** Problem description **
Format the lines below as a JSON list of strings, one string per line and with blank lines omitted. Cover only the lines from the line containing "Go through the image above and determine if the arched" up to and including the line containing "Go through the image above and determine if the sofa armrest".

** Data in this exercise **

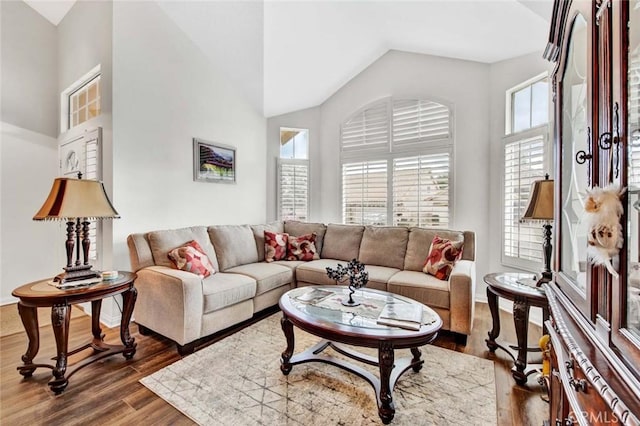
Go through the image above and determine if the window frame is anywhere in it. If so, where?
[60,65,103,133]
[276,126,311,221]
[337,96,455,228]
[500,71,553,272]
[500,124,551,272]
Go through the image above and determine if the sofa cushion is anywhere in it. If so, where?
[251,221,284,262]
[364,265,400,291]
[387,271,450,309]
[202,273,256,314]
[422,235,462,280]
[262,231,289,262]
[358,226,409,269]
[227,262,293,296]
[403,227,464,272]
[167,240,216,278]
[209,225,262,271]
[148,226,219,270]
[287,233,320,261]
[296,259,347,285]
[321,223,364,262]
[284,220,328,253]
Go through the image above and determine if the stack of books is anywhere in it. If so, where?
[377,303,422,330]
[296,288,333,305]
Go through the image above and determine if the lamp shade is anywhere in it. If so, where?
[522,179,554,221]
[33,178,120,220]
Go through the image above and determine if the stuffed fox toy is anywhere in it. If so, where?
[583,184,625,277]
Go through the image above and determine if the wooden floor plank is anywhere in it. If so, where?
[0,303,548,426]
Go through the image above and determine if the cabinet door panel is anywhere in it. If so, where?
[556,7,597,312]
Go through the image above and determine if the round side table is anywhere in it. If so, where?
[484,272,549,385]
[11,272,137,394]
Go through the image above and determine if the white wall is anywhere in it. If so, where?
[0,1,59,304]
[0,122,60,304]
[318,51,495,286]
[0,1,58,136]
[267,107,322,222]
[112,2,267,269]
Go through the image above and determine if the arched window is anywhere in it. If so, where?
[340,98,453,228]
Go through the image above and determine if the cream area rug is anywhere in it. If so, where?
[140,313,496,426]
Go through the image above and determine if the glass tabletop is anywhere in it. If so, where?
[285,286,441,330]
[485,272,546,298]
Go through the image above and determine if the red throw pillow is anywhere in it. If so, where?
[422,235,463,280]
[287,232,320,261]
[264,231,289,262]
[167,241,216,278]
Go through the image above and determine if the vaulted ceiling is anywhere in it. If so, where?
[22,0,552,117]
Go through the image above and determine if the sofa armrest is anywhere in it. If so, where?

* * *

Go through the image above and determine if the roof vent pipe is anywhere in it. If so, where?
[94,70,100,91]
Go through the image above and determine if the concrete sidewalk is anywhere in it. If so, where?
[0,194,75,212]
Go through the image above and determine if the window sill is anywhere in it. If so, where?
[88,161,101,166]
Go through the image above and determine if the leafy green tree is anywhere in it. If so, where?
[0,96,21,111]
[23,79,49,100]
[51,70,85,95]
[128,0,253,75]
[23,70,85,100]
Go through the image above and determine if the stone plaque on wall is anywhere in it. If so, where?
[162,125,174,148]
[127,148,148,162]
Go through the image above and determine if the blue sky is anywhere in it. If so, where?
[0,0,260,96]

---

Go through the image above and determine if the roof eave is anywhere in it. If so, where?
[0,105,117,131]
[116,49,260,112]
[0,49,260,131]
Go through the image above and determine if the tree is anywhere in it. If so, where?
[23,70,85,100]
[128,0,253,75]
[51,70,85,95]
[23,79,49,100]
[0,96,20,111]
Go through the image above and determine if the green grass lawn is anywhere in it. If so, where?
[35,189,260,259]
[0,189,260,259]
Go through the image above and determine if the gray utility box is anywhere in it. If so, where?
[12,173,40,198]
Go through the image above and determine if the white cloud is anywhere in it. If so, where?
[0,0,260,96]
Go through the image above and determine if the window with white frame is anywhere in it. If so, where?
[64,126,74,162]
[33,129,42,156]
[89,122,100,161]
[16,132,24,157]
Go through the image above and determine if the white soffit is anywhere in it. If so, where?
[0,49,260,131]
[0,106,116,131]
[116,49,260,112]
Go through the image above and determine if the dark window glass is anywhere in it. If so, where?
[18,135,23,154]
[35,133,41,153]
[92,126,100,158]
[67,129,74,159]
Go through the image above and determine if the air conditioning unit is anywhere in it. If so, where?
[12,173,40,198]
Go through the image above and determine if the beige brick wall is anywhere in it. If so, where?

** Solved exercise **
[
  "Go through the image above and determine if the arched window is anywhere in it. If so, where?",
  "[340,98,453,228]",
  "Go through the image above and determine if the cream area rug is anywhere in it. If so, where?",
  "[140,313,496,426]",
  "Go through the image above and determine if the glass tabletop is anywhere in it. If so, where?",
  "[285,286,441,330]",
  "[485,272,546,298]",
  "Go through the image above and determine if the red throw pillow is anywhere in it. If so, where?",
  "[422,235,463,280]",
  "[287,232,320,261]",
  "[264,231,289,262]",
  "[167,241,216,278]",
  "Go through the image above and determine if the vaulted ceiling is anywhere in it. If so, where?",
  "[22,0,552,117]",
  "Go through the image above and determine if the sofa armrest is anywhere in it. If so, where?"
]